PROBLEM TO WORK ON
Reproduce every line of the items below without changing anything, but leave out the pictures.

Records
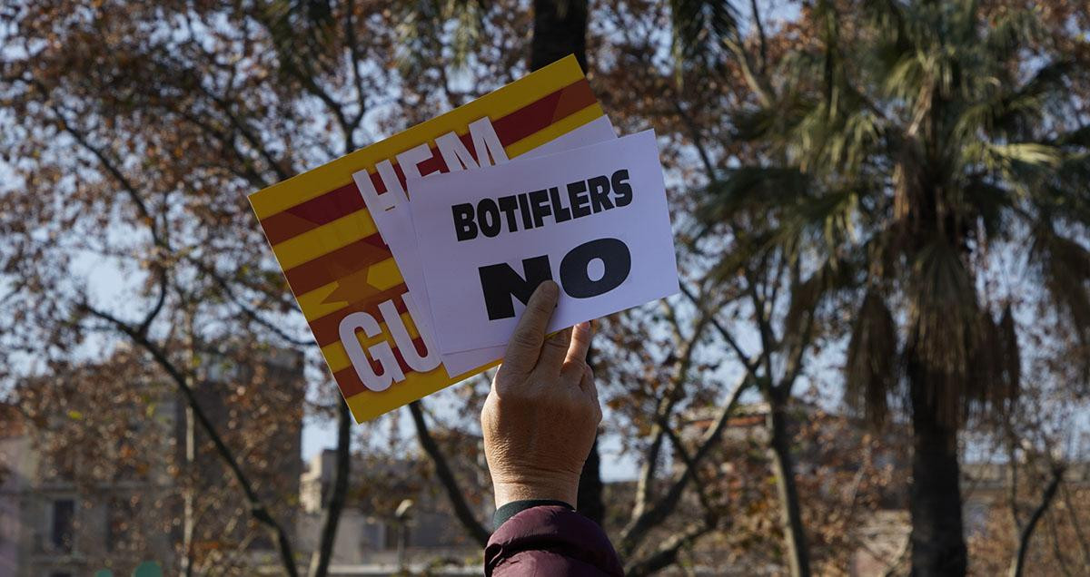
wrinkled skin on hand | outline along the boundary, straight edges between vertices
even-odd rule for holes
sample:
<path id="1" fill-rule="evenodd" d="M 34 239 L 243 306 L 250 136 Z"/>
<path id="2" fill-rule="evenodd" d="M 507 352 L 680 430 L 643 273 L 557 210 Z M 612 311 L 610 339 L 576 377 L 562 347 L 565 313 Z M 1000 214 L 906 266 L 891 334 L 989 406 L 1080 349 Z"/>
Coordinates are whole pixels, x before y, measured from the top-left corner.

EXERCISE RESPONSE
wrinkled skin on hand | outline along the boundary, straight edges between vertices
even-odd rule for holes
sample:
<path id="1" fill-rule="evenodd" d="M 34 239 L 243 306 L 250 136 Z"/>
<path id="2" fill-rule="evenodd" d="M 507 352 L 680 430 L 643 273 L 557 210 Z M 612 311 L 610 339 L 576 377 L 562 347 L 565 313 Z M 1000 214 L 906 266 L 891 334 L 989 406 L 1080 349 Z"/>
Coordinates are whole pixels, x before y, measured from the top-left corner.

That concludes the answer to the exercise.